* [YOUR INSTRUCTIONS] Can you copy the records below word for word, starting at the line that contains "white turtleneck sweater | locate" and stopping after the line that contains "(502, 119), (546, 189)"?
== == ==
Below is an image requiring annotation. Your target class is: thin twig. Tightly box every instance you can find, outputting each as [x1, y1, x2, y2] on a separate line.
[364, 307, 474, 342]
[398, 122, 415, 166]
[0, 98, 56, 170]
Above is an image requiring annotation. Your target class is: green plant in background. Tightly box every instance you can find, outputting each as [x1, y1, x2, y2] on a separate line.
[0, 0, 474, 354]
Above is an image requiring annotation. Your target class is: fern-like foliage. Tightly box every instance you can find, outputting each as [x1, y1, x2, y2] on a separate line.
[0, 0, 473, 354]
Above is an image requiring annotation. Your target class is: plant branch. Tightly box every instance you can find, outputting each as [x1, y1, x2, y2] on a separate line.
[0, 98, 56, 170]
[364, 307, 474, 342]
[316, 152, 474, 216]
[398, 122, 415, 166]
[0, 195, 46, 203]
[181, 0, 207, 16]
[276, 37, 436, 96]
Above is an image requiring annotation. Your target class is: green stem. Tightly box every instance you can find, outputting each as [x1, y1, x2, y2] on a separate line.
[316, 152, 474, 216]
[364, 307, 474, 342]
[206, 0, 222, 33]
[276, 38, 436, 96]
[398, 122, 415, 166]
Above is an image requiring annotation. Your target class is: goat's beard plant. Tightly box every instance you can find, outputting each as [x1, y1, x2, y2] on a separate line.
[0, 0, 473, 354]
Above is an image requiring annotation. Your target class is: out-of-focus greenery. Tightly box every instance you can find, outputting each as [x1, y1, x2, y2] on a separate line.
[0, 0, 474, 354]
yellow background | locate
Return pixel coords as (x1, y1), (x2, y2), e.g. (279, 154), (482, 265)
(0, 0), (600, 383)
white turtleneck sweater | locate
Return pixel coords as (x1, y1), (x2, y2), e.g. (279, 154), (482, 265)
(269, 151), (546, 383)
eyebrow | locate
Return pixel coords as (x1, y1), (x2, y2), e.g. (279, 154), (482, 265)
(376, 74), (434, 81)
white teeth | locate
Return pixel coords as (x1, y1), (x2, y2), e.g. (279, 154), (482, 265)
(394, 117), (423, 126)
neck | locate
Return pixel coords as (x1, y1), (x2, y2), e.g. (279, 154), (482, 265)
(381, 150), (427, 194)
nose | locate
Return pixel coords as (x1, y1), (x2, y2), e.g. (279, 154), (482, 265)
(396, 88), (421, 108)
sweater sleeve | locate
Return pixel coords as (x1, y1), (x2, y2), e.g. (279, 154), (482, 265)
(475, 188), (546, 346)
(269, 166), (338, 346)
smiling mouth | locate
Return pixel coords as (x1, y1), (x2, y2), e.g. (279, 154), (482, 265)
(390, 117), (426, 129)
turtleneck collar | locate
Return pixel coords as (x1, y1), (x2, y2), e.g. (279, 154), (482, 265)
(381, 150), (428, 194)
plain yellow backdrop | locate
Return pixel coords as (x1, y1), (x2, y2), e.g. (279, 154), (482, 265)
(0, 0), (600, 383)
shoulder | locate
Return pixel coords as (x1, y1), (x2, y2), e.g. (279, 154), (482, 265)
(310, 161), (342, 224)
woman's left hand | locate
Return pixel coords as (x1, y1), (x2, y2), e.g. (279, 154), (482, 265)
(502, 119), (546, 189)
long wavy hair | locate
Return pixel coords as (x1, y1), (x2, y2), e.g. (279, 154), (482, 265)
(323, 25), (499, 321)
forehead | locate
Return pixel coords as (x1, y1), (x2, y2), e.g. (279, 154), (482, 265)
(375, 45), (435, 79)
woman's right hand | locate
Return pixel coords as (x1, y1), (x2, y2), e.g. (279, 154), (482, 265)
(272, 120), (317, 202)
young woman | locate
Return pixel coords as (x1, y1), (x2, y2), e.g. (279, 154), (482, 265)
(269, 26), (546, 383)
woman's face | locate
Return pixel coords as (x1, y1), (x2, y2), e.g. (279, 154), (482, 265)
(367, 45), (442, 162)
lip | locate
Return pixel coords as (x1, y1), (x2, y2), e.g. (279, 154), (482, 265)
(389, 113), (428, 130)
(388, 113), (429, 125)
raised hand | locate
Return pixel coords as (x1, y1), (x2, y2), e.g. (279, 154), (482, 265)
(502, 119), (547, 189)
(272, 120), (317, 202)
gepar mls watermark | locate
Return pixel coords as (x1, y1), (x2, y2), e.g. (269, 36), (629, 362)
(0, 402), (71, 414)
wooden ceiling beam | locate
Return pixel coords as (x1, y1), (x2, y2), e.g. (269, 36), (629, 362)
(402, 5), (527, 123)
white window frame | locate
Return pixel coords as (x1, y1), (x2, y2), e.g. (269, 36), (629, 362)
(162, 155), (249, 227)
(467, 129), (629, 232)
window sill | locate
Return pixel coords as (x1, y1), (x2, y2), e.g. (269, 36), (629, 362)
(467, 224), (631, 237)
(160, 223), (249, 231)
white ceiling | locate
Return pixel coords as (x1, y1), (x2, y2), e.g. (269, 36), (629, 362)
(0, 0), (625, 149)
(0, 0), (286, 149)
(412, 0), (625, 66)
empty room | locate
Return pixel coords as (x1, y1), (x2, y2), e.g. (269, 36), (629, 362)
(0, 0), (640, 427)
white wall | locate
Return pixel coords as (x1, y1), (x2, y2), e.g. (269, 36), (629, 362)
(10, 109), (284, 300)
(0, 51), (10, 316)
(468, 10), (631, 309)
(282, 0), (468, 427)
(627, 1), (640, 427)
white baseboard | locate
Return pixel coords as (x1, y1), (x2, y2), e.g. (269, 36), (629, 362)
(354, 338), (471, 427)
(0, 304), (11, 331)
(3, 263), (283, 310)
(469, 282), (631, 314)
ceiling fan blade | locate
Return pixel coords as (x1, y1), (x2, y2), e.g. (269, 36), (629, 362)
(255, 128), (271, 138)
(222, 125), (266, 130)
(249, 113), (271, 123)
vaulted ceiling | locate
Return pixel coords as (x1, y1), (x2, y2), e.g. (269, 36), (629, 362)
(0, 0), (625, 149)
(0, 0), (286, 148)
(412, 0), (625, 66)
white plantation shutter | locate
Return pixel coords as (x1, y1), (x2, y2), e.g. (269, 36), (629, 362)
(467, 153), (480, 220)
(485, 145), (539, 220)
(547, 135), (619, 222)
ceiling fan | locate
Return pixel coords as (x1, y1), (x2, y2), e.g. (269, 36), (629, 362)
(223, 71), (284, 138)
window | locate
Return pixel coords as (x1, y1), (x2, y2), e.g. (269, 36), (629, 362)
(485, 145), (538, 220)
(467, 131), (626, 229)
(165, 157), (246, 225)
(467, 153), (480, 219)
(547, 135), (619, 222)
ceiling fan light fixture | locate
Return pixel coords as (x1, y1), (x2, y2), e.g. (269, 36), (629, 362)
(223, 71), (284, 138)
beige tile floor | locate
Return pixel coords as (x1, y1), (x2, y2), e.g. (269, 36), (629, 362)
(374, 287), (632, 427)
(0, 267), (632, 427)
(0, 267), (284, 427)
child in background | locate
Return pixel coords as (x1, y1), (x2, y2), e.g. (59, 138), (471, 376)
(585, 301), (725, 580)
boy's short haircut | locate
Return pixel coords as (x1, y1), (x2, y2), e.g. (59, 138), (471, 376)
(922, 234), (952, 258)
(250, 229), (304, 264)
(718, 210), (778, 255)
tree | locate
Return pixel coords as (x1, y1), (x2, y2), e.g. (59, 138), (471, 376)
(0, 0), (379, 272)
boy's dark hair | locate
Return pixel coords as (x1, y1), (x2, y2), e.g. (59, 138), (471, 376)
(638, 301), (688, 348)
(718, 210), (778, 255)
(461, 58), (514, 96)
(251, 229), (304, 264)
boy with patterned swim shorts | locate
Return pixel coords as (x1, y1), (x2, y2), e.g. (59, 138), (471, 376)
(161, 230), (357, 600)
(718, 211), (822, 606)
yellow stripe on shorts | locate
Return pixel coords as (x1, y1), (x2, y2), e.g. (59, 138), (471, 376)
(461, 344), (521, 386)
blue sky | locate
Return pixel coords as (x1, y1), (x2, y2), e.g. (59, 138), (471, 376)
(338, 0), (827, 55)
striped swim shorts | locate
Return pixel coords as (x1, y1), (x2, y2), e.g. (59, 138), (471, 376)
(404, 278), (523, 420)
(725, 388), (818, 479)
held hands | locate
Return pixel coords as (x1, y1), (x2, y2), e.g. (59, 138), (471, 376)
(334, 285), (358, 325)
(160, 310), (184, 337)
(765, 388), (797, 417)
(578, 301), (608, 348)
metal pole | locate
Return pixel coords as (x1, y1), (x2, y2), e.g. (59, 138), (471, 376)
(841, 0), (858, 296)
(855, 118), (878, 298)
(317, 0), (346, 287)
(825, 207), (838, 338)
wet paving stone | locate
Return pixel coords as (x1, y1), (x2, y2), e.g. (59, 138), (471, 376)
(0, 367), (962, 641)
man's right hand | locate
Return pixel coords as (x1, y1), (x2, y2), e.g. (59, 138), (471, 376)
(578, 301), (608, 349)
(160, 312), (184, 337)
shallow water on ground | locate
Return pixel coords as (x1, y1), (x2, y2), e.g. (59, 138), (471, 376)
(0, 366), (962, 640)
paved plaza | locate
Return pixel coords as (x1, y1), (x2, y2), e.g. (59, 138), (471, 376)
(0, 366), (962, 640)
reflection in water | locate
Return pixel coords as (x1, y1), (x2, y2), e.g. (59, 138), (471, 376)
== == ==
* [RESULT OF THE TASK]
white turtleneck sweater | locate
Return pixel coords as (x1, y1), (x2, y2), e.g. (279, 154), (482, 265)
(269, 151), (546, 383)
eyebrow | locate
Return pixel coords as (x1, y1), (x2, y2), e.g. (279, 154), (482, 265)
(376, 74), (434, 81)
white teeth | locate
Return pixel coords as (x1, y1), (x2, y2), e.g. (279, 154), (482, 265)
(394, 117), (423, 126)
neck | locate
Return pixel coords as (x1, y1), (x2, y2), e.g. (279, 154), (482, 265)
(381, 150), (427, 194)
nose | locate
Return pixel coords as (x1, y1), (x2, y2), e.g. (279, 154), (482, 265)
(396, 88), (421, 108)
sweater sleeve | locate
Return pixel coords as (x1, y1), (x2, y2), e.g. (279, 154), (482, 265)
(475, 188), (546, 346)
(269, 166), (338, 346)
smiling mouth | locate
Return pixel coords as (x1, y1), (x2, y2), e.g. (279, 154), (482, 265)
(390, 117), (426, 129)
turtleneck collar | locate
Return pixel coords as (x1, y1), (x2, y2), e.g. (279, 154), (482, 265)
(381, 150), (428, 194)
plain yellow backdrop | locate
Return pixel coords as (x1, y1), (x2, y2), e.g. (279, 154), (482, 265)
(0, 0), (600, 383)
shoulder | locate
Return pixel coords as (x1, y1), (x2, y2), e.g. (279, 154), (482, 265)
(310, 161), (342, 224)
woman's left hand | locate
Return pixel coords as (x1, y1), (x2, y2), e.g. (279, 154), (482, 265)
(502, 119), (546, 189)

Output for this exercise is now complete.